Article:
■ ■ ■ ■ ■ ■ ■

Cloud adoption is accelerating, but failure to follow security and operational best practices increases risk and wastes hundreds of thousands of dollars.

Business Wire

Sysdig, Inc., the unified container and cloud security leader, today announced findings from its Sysdig 2022 Cloud-Native Security and Usage Report. The report reveals that as teams rush to expand, container security and usage best practices are sacrificed, leaving openings for attackers. In addition, operational controls lag, potentially resulting in hundreds of thousands of dollars being wasted on poor capacity planning. All of these are indicators that cloud and container adoption is maturing beyond early, “expert” adopters, but moving quickly with an inexperienced team can increase risk and cost.

The fifth annual report reveals how global Sysdig customers of all sizes and across industries are using and securing cloud and container environments. This real-world, real-time data provides insight into usage of billions of containers run yearly, including usage trends, and security, compliance, runtime, and cloud practices.

Read the highlights in the Sysdig 2022 Cloud-Native Security And Usage Report blog.

■ ■ ■ ■ ■ ■ ■

Material provided:
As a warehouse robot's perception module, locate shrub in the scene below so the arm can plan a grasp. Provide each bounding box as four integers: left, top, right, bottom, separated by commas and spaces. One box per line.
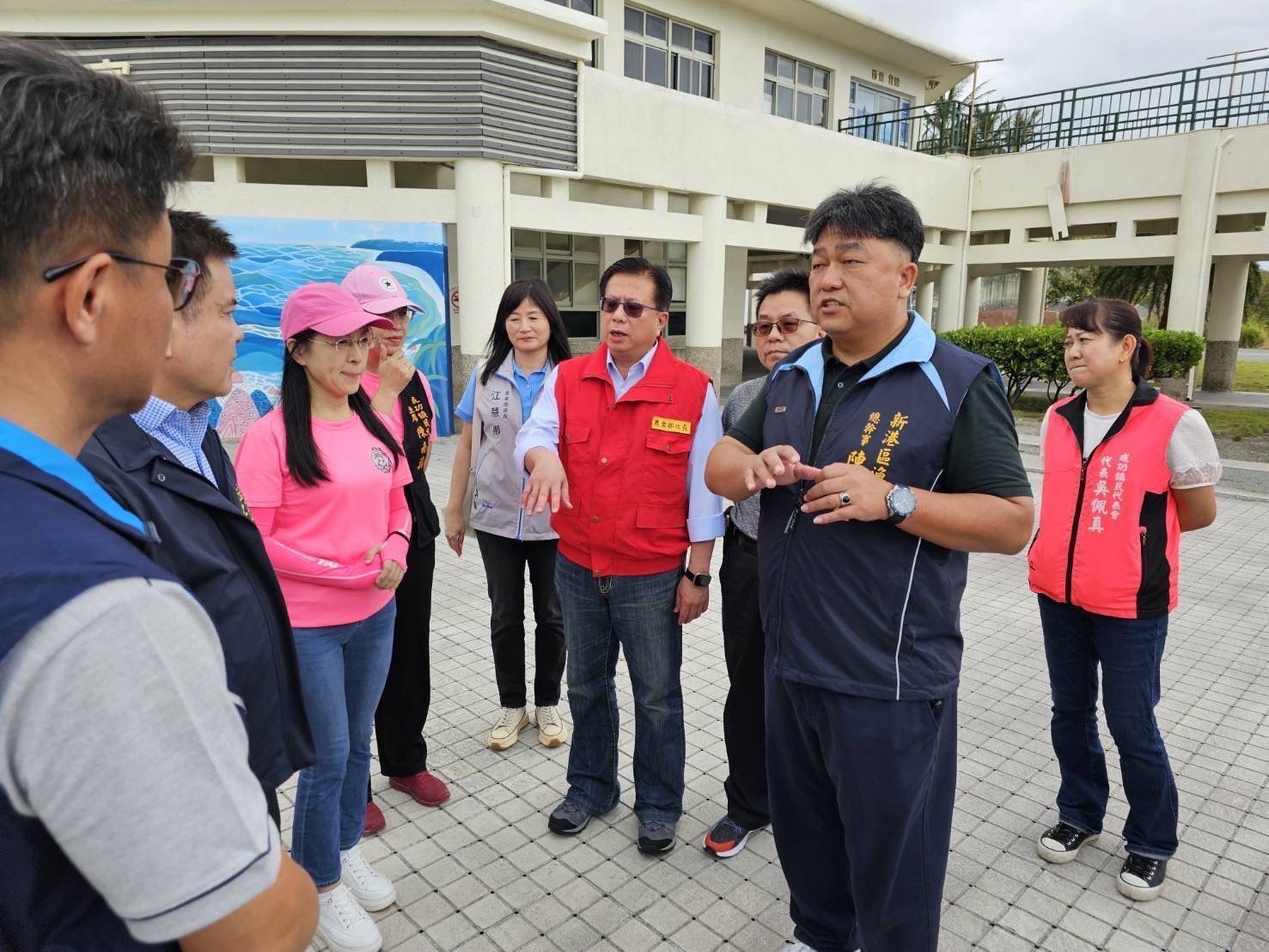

■ ■ ■ ■ ■ ■ ■

Aim: Can you write the next part of the press release above on Sysdig's 2022 Cloud-Native Security and Usage Report, starting after its last sentence?

Result for this task:
Highlights From the Report

  • 75% of containers have “high” or “critical” patchable vulnerabilities
    Organizations take educated risks for the sake of moving quickly; however, 85% of images that run in production contain at least one patchable vulnerability. Furthermore, 75% of images contain patchable vulnerabilities of “high” or “critical” severity. This implies a fairly significant level of risk acceptance, which is not unusual for high agility operating models, but can be very dangerous.
  • Nearly 3 out of every 4 accounts contain exposed S3 buckets
    Seventy-three percent of cloud accounts contain exposed S3 buckets and 36% of all existing S3 buckets are open to public access. The amount of risk associated with an open bucket varies according to the sensitivity of the data stored there. However, leaving buckets open is rarely necessary and it's usually a shortcut that cloud teams should avoid.
  • 27% of users have unnecessary root access, most without MFA enabled
    Cloud security best practices and the CIS Benchmark for AWS indicate that organizations should avoid using the root user for administrative and daily tasks, yet 27% of organizations continue to do so. Forty-eight percent of customers don’t have multi-factor authentication (MFA) enabled on these highly privileged accounts, which makes it easier for attackers to compromise the organization if the account credentials are leaked or stolen.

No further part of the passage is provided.